Activity: Gather all lines in the entries below that include the word "football".

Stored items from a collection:
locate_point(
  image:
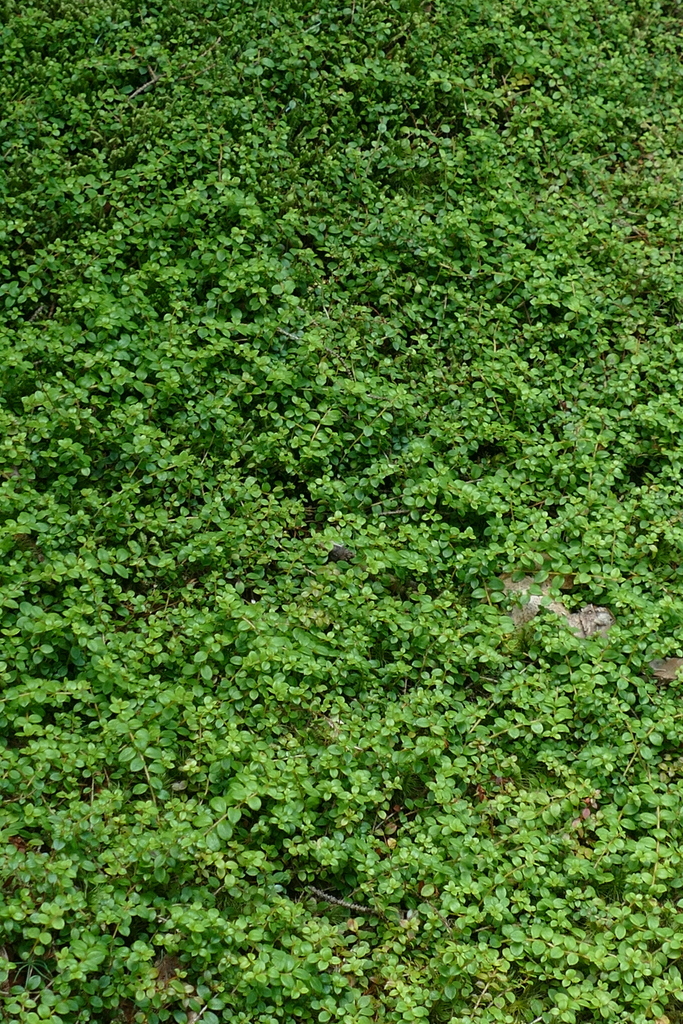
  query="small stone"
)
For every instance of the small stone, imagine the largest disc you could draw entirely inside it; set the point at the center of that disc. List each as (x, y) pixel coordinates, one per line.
(340, 553)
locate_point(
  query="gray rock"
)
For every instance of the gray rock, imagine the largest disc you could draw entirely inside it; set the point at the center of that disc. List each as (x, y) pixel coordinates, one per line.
(585, 623)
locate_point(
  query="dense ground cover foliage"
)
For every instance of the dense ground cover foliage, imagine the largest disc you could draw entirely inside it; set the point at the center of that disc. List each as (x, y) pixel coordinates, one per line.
(402, 276)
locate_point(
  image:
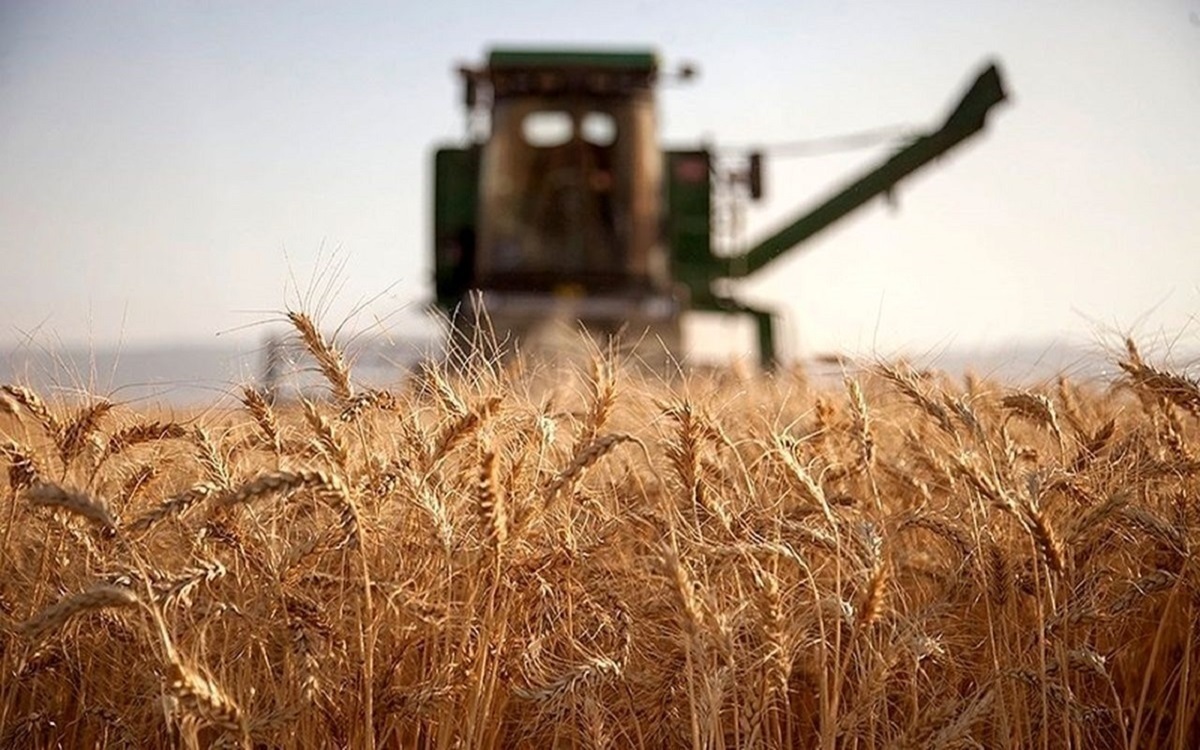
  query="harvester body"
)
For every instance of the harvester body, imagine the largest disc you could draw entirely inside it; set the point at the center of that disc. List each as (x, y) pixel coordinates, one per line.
(563, 210)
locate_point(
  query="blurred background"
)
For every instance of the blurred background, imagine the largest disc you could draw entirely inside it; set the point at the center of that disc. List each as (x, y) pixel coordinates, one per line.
(173, 174)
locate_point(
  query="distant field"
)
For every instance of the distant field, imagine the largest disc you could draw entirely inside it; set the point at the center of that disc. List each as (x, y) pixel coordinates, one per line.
(513, 557)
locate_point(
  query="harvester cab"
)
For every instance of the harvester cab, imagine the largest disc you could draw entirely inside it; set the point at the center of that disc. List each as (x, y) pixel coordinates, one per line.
(563, 210)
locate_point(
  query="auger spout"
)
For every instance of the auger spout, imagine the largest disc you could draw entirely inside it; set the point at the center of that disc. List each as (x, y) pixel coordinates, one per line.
(966, 120)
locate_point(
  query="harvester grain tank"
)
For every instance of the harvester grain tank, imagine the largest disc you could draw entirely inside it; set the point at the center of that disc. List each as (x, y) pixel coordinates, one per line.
(562, 207)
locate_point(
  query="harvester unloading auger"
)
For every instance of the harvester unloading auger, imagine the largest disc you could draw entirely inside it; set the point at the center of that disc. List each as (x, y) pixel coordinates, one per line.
(563, 207)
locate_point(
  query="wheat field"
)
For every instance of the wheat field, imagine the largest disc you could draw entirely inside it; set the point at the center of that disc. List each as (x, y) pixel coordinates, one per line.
(498, 556)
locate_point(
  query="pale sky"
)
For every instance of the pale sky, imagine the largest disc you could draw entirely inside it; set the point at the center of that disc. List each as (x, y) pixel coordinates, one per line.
(165, 165)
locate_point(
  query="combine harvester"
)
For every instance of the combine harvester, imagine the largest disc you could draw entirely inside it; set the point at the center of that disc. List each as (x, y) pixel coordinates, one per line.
(562, 207)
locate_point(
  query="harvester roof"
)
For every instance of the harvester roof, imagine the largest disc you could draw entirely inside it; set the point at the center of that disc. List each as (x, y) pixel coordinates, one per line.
(550, 72)
(633, 60)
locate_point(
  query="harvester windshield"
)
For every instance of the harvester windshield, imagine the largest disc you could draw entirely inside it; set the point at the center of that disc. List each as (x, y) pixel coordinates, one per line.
(570, 190)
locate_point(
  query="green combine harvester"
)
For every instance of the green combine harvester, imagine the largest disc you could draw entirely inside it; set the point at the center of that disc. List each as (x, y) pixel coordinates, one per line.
(563, 207)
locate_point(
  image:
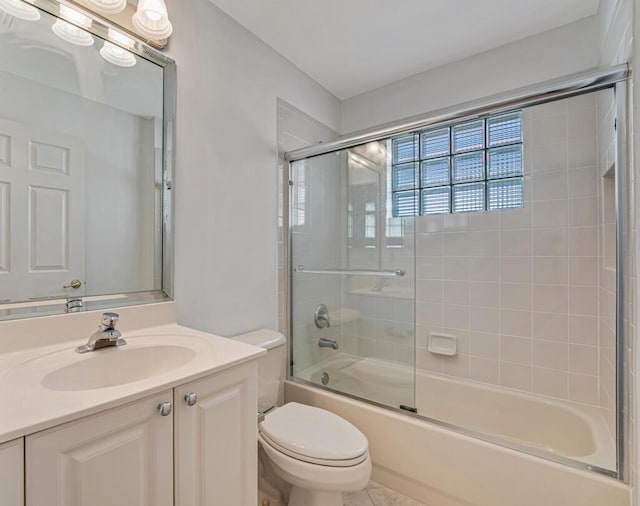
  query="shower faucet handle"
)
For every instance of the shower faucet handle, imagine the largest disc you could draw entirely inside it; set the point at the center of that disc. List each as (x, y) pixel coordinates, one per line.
(321, 317)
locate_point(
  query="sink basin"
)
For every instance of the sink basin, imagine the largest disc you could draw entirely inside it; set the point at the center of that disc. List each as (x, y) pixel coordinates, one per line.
(117, 366)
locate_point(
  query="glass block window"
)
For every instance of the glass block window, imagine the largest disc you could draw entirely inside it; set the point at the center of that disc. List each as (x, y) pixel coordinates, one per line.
(471, 166)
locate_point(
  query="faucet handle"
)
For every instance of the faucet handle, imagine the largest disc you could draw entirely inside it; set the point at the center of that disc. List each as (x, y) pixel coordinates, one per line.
(109, 320)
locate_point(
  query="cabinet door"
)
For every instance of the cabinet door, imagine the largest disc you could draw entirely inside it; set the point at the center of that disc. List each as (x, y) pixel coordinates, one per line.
(120, 457)
(12, 473)
(216, 442)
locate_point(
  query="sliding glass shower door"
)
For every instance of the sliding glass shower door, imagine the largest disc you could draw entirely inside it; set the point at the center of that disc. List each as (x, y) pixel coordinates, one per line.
(352, 290)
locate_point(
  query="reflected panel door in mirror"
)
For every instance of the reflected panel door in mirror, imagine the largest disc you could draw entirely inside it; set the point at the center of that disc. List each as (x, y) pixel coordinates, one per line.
(42, 178)
(82, 150)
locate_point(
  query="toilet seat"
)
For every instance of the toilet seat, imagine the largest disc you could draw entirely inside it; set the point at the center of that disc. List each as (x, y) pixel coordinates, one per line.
(314, 435)
(314, 460)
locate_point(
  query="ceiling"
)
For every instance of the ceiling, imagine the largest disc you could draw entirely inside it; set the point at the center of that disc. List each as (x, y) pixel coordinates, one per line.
(353, 46)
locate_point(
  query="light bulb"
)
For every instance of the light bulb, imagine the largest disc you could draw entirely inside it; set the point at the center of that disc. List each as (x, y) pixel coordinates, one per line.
(116, 54)
(152, 20)
(70, 32)
(108, 6)
(120, 38)
(75, 17)
(20, 9)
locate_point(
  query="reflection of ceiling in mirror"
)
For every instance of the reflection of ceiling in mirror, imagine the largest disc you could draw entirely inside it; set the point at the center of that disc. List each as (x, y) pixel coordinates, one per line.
(31, 50)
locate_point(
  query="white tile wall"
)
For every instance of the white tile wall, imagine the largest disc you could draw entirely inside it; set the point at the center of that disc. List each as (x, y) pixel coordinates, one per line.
(519, 288)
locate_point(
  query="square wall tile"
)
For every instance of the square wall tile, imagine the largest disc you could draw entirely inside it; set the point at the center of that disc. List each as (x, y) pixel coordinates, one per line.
(515, 296)
(515, 269)
(515, 242)
(583, 388)
(483, 294)
(484, 344)
(550, 242)
(551, 270)
(550, 382)
(517, 350)
(550, 355)
(516, 376)
(484, 370)
(550, 298)
(515, 323)
(551, 326)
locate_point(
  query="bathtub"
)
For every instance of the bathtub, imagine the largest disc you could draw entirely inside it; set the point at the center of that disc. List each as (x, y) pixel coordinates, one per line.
(539, 425)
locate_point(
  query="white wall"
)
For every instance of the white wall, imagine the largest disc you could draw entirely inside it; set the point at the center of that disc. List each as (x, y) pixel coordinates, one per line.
(226, 167)
(555, 53)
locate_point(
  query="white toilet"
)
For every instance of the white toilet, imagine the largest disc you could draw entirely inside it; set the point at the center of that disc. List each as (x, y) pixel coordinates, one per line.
(317, 452)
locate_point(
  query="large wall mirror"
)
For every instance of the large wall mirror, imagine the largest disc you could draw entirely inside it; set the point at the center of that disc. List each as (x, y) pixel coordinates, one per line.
(86, 128)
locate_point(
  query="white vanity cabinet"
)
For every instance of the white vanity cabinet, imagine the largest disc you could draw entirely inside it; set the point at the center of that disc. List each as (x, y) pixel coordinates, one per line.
(204, 447)
(12, 473)
(215, 435)
(123, 456)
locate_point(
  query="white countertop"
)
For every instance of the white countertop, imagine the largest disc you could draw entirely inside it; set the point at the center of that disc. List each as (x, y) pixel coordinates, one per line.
(26, 406)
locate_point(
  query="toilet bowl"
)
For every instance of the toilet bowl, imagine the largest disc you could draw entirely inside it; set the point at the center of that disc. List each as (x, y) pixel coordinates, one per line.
(317, 452)
(320, 454)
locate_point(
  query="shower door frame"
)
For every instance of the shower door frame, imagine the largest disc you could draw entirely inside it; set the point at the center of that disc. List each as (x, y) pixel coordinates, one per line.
(615, 78)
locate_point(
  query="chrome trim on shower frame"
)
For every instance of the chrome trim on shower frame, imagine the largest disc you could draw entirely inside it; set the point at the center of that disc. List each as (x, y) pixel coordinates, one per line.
(352, 272)
(622, 202)
(564, 87)
(576, 84)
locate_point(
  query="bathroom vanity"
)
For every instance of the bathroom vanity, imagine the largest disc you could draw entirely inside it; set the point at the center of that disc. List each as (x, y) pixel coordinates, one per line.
(137, 434)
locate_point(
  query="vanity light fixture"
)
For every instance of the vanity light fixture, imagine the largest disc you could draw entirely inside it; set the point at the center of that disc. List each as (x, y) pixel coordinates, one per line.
(108, 7)
(20, 9)
(152, 20)
(116, 53)
(72, 32)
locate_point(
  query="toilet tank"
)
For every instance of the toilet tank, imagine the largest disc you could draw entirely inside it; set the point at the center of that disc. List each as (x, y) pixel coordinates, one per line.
(270, 366)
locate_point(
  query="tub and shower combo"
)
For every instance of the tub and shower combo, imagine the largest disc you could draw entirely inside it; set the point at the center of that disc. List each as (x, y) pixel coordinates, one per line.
(456, 288)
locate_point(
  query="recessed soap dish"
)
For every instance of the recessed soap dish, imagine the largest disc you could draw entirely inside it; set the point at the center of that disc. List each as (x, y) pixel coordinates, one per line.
(442, 344)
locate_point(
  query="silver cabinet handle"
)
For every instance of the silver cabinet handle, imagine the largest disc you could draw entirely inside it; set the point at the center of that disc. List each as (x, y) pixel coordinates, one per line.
(191, 398)
(165, 408)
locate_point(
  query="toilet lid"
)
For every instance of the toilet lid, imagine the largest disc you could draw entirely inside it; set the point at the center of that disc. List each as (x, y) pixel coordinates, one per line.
(314, 433)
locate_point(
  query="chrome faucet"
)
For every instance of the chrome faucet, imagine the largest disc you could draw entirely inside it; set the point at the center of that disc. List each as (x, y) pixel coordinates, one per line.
(106, 336)
(328, 343)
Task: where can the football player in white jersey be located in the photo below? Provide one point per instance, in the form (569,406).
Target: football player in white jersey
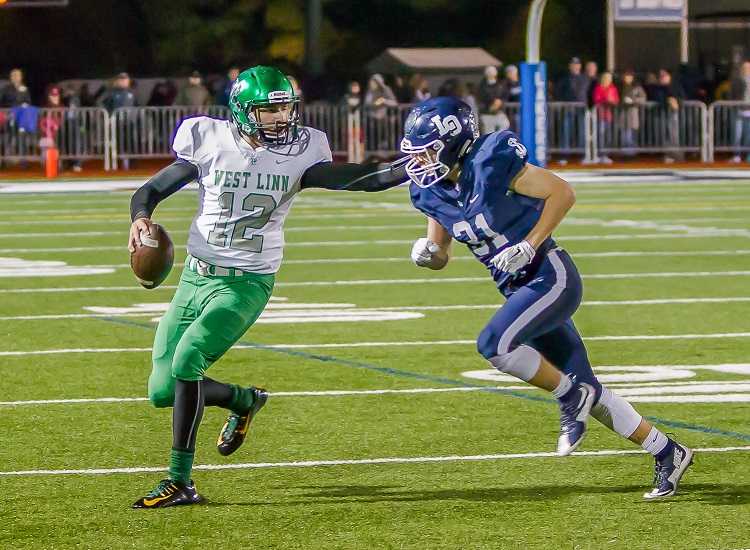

Result for this task:
Task: where can the football player in white jersey be located in the photo below? Provide one point per instance, in the form (569,406).
Target: football player in white jersey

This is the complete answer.